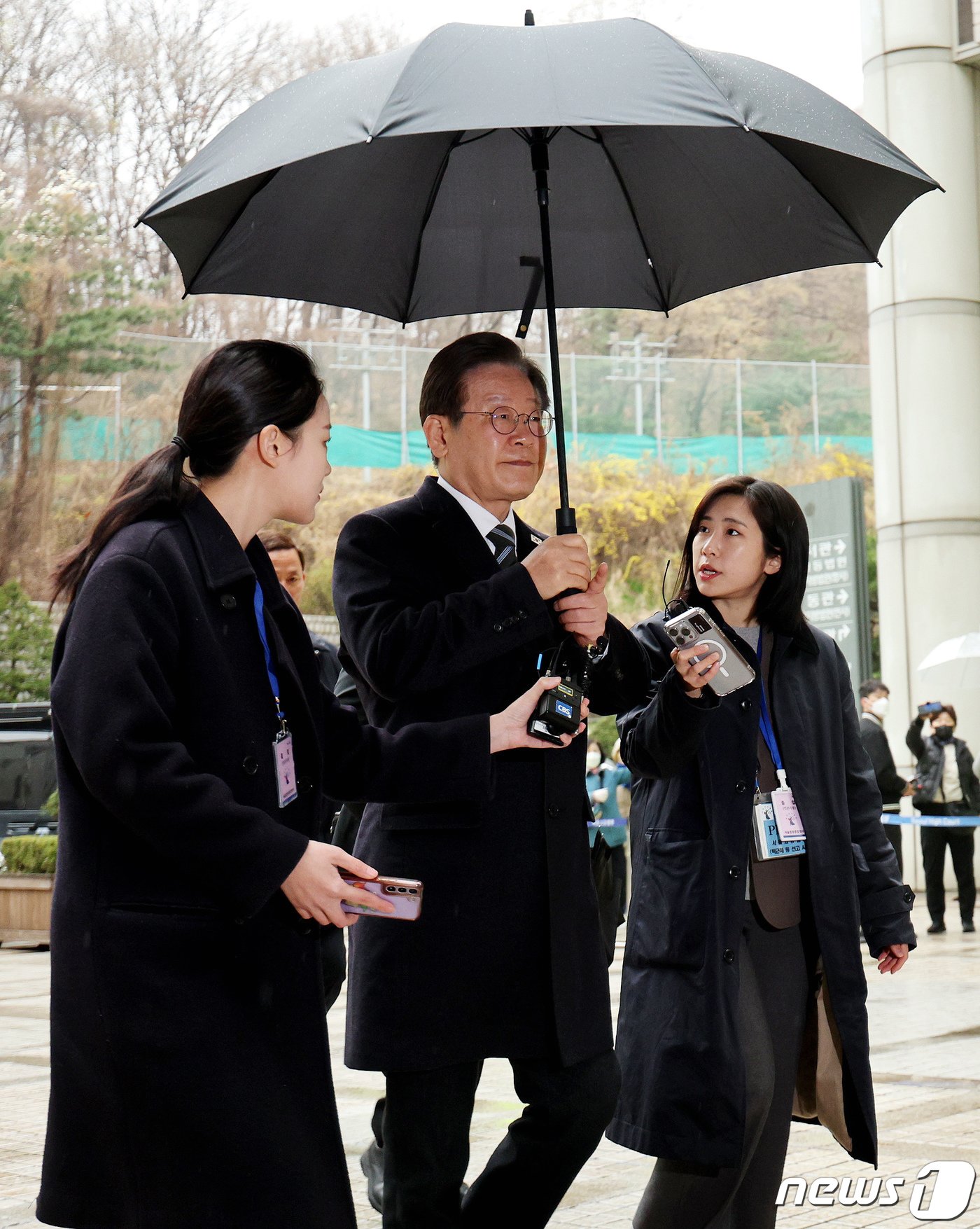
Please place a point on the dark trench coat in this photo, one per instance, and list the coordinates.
(683, 1076)
(190, 1077)
(507, 958)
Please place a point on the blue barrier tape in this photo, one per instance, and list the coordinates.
(934, 821)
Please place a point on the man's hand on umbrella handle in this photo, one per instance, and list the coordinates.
(558, 564)
(584, 615)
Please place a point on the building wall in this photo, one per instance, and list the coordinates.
(924, 311)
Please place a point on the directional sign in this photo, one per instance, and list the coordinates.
(836, 597)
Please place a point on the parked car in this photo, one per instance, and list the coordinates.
(27, 776)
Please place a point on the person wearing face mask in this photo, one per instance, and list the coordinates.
(875, 702)
(947, 784)
(603, 777)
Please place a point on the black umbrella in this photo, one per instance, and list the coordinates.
(400, 185)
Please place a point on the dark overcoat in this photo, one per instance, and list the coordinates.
(507, 958)
(683, 1074)
(190, 1078)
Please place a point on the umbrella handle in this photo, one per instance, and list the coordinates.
(565, 520)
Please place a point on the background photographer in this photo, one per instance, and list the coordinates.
(946, 784)
(874, 709)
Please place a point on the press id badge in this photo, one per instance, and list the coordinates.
(285, 770)
(788, 817)
(774, 815)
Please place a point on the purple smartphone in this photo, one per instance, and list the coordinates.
(405, 894)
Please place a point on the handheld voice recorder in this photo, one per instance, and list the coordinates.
(560, 709)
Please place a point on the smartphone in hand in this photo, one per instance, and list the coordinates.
(405, 894)
(696, 627)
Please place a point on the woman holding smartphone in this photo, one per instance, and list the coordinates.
(741, 973)
(190, 1078)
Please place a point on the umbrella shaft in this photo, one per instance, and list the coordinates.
(564, 515)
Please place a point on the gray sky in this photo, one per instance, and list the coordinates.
(817, 40)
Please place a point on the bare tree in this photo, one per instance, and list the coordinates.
(42, 115)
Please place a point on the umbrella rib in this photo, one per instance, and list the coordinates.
(626, 197)
(232, 223)
(430, 205)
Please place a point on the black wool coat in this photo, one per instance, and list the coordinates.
(683, 1073)
(507, 958)
(190, 1077)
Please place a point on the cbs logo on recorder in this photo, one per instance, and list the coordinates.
(951, 1191)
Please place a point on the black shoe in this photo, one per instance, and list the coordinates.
(372, 1167)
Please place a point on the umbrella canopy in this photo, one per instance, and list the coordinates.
(953, 664)
(402, 185)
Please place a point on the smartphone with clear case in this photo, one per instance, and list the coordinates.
(695, 626)
(405, 894)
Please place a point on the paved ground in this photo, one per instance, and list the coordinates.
(925, 1027)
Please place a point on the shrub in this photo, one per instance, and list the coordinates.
(29, 856)
(26, 644)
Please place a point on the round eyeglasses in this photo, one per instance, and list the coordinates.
(506, 421)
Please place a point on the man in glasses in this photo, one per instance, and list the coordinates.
(446, 602)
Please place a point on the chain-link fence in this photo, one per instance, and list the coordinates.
(705, 412)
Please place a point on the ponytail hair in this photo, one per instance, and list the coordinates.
(231, 396)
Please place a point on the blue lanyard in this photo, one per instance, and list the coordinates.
(273, 679)
(765, 725)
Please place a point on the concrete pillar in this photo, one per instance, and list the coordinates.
(924, 309)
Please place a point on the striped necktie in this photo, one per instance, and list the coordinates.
(505, 548)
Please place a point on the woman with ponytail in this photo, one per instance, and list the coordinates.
(190, 1079)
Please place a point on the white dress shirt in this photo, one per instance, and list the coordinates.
(478, 514)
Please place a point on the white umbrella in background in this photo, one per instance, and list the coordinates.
(952, 664)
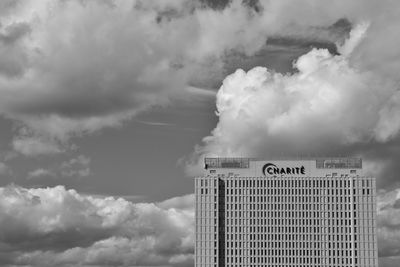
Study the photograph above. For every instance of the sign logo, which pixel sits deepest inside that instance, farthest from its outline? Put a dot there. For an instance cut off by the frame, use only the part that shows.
(272, 169)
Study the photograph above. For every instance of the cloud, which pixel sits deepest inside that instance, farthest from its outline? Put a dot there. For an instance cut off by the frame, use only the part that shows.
(70, 68)
(389, 225)
(332, 104)
(55, 226)
(40, 173)
(77, 167)
(60, 227)
(4, 169)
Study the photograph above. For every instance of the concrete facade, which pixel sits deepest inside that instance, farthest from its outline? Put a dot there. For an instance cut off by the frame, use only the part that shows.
(307, 212)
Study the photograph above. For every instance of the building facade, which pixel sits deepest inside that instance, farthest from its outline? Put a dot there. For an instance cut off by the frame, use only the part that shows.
(309, 212)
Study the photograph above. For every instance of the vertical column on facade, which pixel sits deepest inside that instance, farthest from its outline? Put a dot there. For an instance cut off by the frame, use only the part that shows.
(221, 223)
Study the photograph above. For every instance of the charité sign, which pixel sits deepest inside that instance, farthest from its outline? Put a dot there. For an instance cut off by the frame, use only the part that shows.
(272, 169)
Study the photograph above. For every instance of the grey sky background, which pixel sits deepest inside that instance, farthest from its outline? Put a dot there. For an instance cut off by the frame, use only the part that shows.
(108, 107)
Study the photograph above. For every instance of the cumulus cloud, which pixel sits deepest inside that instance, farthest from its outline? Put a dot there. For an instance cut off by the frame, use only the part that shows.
(332, 104)
(60, 227)
(70, 68)
(389, 227)
(76, 167)
(55, 226)
(40, 173)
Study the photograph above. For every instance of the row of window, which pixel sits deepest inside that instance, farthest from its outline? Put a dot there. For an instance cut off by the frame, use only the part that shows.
(295, 182)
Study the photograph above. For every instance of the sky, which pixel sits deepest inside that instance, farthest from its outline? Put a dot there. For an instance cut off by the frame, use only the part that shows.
(107, 109)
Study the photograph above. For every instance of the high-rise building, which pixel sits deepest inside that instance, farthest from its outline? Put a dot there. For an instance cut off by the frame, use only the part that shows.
(308, 212)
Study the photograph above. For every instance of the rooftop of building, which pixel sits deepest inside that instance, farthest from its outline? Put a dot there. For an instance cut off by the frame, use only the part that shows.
(321, 162)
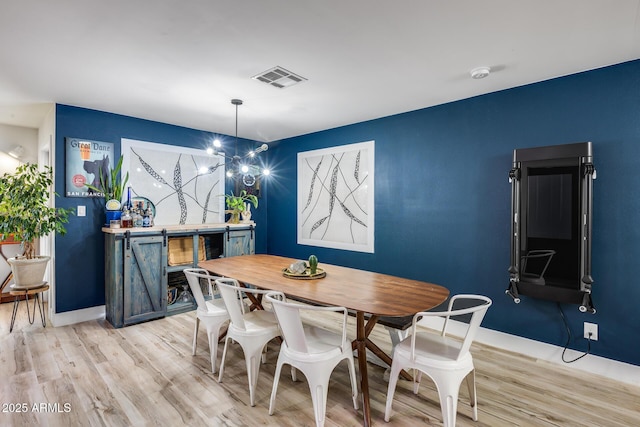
____________
= DIRECTIONS =
Leaving out any pictures, write the records above out exactly as they are.

= EXERCISE RESULT =
Please place a point on the dark trench coat in this photo, one per instance, and list the coordinates.
(683, 1076)
(190, 1077)
(507, 958)
Please place a point on the blue barrier tape in this photo, one per instance, and list the coordinates.
(934, 821)
Please place a point on the man's hand on umbrella handle in this photo, one per instance, and list the coordinates.
(558, 564)
(584, 615)
Please place a point on the building wall in this photo, one per instance, and list the coordinates.
(924, 311)
Please place a point on the directional sign in this photo, one per instance, and list the coordinates.
(836, 597)
Please place a point on the parked car in this photo, one per instance, and list the coordinates.
(27, 776)
Please place a point on the person wearing face mask in this photo, one per instance, and list the coordinates.
(875, 702)
(947, 784)
(603, 777)
Please place a point on the black umbrella in this photo, one per instance, and list the coordinates.
(400, 185)
Please place a point on the dark overcoat in this photo, one per instance, and list the coordinates.
(507, 958)
(683, 1074)
(190, 1078)
Please place a point on the umbrella handle in this photo, one per instance, and list the coordinates.
(565, 520)
Please place a point on the background photographer in this photo, one per instance, and list the coordinates.
(946, 784)
(874, 709)
Please place a point on the press id badge in this photo, one per instance, and list the coordinates.
(285, 770)
(788, 817)
(774, 815)
Please place a point on the purple smartphone in this photo, one per instance, and list the coordinates.
(405, 894)
Please place a point on the handheld voice recorder in this photo, one per instance, and list the coordinates.
(560, 709)
Please place a point on the smartphone in hand in this photo, one per instance, and list the coordinates.
(405, 894)
(696, 627)
Please place a point on the woman holding smartphone in this photo, one per instance, and list the coordinates.
(741, 973)
(190, 1078)
Please place a point on the umbrella shaft in this photo, one per instance, and list the coordinates.
(564, 515)
Please place a point on the gray sky in this photo, one per instance, and list the coordinates.
(817, 40)
Please place a point on the bare tree in this photo, one per instance, and list the coordinates.
(42, 115)
Please place a point on the umbrella rib in this photo, one per instance, and list the coordinates.
(626, 197)
(232, 223)
(430, 205)
Please place a point on the black wool coat in this photo, one per instance, and list the coordinates.
(683, 1073)
(507, 958)
(190, 1077)
Please place a point on the cbs logo on recorder in this photo, one per instance, and list the coordinates.
(951, 1191)
Please place a point on the black shoe in this photo, one per instance, and list the coordinates.
(372, 1167)
Please place a point on the umbrella canopy in this photo, one per instance, and list the coordinates.
(953, 664)
(402, 185)
Please place a point on the smartphone with clear case in this photo, one per instance, and list the coordinates.
(695, 626)
(405, 894)
Please place a point on the paved ground in this photo, one per instance, and list the coordinates.
(925, 1027)
Please place a point on the shrub in this photo, one per instance, and list the coordinates.
(29, 856)
(26, 644)
Please place a point on the round eyeglasses in this photo, one per instance, and list the coordinates.
(506, 421)
Please place a point on the man in glasses in this photo, one per instance, and list the coordinates.
(446, 602)
Please place a point on the chain-link fence in this photo, one per instance, and list the coordinates.
(705, 412)
Please place a point on the ponytail hair in this photo, one per instance, and list the coordinates.
(231, 396)
Please place a point on the blue lanyard in this photo, one per instance, and list the coordinates.
(273, 679)
(765, 725)
Please place a point on the concrete pillar in this photo, one per instance, and list the coordinates.
(924, 309)
Please place a point on the striped necktie in this photo, one per instance, and list the coordinates.
(505, 548)
Please place a point on the woman with ponytail in this photo, one per instance, and list the coordinates.
(190, 1079)
Please place a point on the white dress shirt in this photo, one per instance, and list the coordinates.
(478, 514)
Please place a point on the white umbrella in background in this photo, one per instance, and list the coordinates.
(952, 664)
Study the photograph above. For every instance of the sign logo, which pixel sits deepest inside that instance, farthest from its outline? Put a dot there. For an instance cut off by the frame, use only the part that shows.
(272, 169)
Study the photograph above. For every instance of the cloud, which pixel sits deepest inside that instance, farthest from its outline? Put a dot there. For an instance cut off by the frame, use only the part that shows.
(70, 68)
(389, 225)
(332, 104)
(55, 226)
(40, 173)
(77, 167)
(60, 227)
(4, 169)
Study the photograph above. For every instance of the concrete facade, which pixel sits deepest inside that instance, farthest from its outline? Put a dot there. For an instance cut off by the frame, use only the part that shows.
(307, 212)
Study the photograph above. For every instance of the building facade, which pixel sits deepest inside that instance, farthest from its outline? Put a dot there. For an instance cut off by the frame, use only the part that shows.
(309, 212)
Study the photograph above. For every instance of the vertical column on facade, which pixel sits deepest inside that instance, farthest from its outline? Put a dot there. For an instance cut off by the frame, use only the part that shows.
(221, 223)
Study the photograph above. For every instance of the charité sign, which pixel sits deepest inside that instance, farthest from its outline? Put a dot there. For an instance cut off by the frame, use only the part that shows.
(272, 169)
Study the photograph above. For every instance of the grey sky background, which pixel sits deepest inside that instance, farthest from its outline? Put a dot there. For an instance cut off by the frame, use only the part that shows.
(108, 107)
Study the photograph above. For every instance of the cumulus cloud, which pixel sits deepest inside that instance, farthest from its outline? Put a dot there. For an instance cut off by the frame, use only the part that shows.
(332, 104)
(60, 227)
(70, 68)
(389, 227)
(76, 167)
(55, 226)
(40, 173)
Study the photograph above. For every instance of the row of window, which pixel sits deepest inside that instance, farthest from its outline? Put a dot there. For an instance cut off by the frame, use only the part that shows.
(295, 182)
Study the photograph above. For every instance of the sky, which pixel sits deepest inside that instance, farthest from its outline? Put a dot there. For an instance cut off by the frame, use only the part that shows.
(107, 109)
Study the photograph above. For every instance of the high-rise building, which pixel sits deepest inside that instance, farthest from its outline? Put a dot there. For an instance cut off by the frame, use only the part that shows.
(308, 212)
Study the photograph above. For every instance of the rooftop of building, which pixel sits deepest inside that instance, farthest from its outline? Put a dot there. For an instance cut off by the frame, use only the part that shows.
(321, 162)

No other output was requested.